TEXT EXCERPT -
========================
Rust needs macros because the language is extremely strict and verbose. Macros are the main escape hatch, allowing you to simplify your code while maintaining memory safety without a GC.

Zig doesn't have memory safety as a goal so it seems like an unfair comparison.

Philpax 2 hours ago | parent | next [-]

I'm a Rust main, but this argument seems... incorrect? You would not need macros for Rust to remain a usable memory-safe language. They certainly make it easier, but they're not necessary. It would be perfectly possible to design a variant of Rust that gets you to 80-90% of Rust's usability, with the same safety, without macros.

armchairhacker 20 minutes ago | parent | prev | next [-]

A lot of the abstraction that Rust’s macros enable can be implemented via generics and traits, especially if they were extended (ex: keyword generics, variadic generics, orphan trait instances). Except traits are the other thing that complicates Rust’s name resolution…

foltik 2 hours ago | parent | prev | next [-]

Macros in Rust have nothing to do with memory safety. They're typically used for compile-time codegen (derive, println!) and very occasionally for syntactic abstraction (vec!).

jibal an hour ago | parent | prev [-]

This makes no sense at all.

The "comparison" (it isn't one--it's a technical point; "fairness" is not remotely relevant--Rust isn't being attacked and doesn't need defending) is between a language with macros and a language without macros--why the languages have or don't have macros isn't relevant.
========================
SUPPLIED INFORMATION -
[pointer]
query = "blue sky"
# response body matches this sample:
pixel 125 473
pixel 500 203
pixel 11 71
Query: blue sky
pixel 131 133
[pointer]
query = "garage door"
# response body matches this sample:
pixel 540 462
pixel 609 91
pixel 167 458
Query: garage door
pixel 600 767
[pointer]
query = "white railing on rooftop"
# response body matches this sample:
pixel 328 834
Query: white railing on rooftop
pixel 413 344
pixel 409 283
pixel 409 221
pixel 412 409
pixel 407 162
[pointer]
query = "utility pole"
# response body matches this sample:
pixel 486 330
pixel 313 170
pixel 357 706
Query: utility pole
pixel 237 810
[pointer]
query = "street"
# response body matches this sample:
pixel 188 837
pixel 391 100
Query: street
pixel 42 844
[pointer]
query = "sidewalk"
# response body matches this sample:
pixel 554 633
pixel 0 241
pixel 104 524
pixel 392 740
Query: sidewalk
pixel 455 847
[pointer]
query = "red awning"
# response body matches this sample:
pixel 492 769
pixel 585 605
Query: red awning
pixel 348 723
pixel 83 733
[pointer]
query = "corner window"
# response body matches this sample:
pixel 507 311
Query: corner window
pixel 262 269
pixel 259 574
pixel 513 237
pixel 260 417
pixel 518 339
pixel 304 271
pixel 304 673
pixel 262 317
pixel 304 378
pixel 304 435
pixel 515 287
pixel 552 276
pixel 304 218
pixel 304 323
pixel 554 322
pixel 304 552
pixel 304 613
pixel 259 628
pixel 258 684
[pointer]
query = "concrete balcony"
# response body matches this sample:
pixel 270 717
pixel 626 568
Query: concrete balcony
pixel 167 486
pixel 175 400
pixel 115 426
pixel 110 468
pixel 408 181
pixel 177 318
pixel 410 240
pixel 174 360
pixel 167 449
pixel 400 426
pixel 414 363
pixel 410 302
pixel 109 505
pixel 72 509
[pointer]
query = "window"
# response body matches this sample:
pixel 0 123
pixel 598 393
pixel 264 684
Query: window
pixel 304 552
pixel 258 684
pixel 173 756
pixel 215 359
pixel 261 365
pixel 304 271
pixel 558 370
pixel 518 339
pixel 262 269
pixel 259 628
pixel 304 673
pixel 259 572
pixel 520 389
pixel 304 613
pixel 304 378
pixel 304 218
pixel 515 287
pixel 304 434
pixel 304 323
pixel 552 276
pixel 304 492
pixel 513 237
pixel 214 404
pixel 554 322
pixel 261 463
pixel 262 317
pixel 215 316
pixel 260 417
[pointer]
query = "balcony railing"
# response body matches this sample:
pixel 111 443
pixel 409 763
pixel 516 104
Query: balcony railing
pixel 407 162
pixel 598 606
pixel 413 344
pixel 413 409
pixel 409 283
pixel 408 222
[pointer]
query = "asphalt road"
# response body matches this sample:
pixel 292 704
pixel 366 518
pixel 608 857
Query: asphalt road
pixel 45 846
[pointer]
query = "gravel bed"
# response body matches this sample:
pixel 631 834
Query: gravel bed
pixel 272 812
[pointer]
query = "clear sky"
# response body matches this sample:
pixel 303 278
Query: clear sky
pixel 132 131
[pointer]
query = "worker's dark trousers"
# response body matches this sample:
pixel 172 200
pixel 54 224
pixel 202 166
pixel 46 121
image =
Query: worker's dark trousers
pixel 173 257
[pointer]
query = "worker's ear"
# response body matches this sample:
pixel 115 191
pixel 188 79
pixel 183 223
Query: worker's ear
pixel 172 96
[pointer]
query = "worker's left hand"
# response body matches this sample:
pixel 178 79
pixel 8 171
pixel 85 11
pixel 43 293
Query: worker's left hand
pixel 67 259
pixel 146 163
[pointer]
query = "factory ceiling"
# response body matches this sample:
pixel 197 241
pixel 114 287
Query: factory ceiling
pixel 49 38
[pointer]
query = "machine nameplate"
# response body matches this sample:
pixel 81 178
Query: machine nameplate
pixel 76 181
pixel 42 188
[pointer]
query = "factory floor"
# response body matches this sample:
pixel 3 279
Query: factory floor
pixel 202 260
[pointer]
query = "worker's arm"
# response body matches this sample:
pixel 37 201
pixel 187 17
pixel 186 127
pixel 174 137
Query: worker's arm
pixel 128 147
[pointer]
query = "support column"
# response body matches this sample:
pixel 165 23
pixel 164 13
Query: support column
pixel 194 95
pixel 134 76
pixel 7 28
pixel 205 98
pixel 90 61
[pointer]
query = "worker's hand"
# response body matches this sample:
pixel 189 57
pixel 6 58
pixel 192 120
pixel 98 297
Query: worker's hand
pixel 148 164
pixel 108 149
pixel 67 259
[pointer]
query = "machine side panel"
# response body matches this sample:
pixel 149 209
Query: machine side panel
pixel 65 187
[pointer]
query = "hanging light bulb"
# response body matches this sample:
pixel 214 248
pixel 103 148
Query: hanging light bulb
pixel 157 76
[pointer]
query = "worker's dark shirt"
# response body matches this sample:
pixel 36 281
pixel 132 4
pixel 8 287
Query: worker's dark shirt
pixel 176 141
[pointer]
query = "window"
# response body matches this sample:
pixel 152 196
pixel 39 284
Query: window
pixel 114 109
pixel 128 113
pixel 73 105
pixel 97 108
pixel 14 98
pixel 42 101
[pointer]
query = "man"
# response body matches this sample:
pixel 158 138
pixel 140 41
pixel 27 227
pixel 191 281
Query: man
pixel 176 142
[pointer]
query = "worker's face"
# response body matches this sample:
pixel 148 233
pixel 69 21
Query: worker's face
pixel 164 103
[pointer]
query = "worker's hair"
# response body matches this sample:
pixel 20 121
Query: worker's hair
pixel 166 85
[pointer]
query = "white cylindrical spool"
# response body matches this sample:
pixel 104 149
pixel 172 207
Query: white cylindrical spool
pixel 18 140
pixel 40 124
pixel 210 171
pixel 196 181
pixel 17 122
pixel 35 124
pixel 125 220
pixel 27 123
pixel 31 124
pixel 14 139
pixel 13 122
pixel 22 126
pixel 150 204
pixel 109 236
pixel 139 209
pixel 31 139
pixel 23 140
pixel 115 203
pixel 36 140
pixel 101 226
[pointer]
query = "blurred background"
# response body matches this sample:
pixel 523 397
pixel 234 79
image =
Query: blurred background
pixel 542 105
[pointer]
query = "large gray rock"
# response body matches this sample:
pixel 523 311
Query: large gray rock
========================
EXPLORE THE MATERIAL -
(1) Translate this sentence from the Rust macros thread into German: "Zig doesn't have memory safety as a goal so it seems like an unfair comparison."
(2) Resume the Rust macros thread after its last comment by writing the next reply in the same style.

RESPONSES -
(1) Zig verfolgt Speichersicherheit nicht als Ziel, daher scheint der Vergleich unfair zu sein.

(2)
Zig is strict and verbose and could benefit from macros but for numerous reasons doesn't have them.

Zig also has no GC and does have memory safety as a goal (but not the primary one, and not provable memory safety)--but none of this is at all relevant to the point the OP made, which is strictly about one language having macros and the other language not having them.

jiggawatts 5 hours ago | parent | prev [-]

> This is provably impossible to make usefully incremental. The encryption can be implemented as a graph of function calls, and you can apply the general incremental recipe to it. It just won’t be very fast.

The specific example is bogus.

Merkle trees and their many variants exist to solve precisely this problem.

For more compiler-specific scenarios there exist vaguely similar solutions to the issues introduced by incremental compilation such as splitting up monolithic executables into many small dynamically loaded libraries (only during development time), or taking that to the extreme, hot code reloading at the function level.

> ... only because Zig language is carefully designed to allow this.

Is the key point. Rust wasn't designed for incremental compilation, and most legacy languages like C only allow it in a useful way because they were designed in the era "kilobytes" of system memory and hence they're very frugal in their design.

Other than Zig, the only modern language I'm aware of that was "co-designed" for efficient compilation and incremental reload is Jai.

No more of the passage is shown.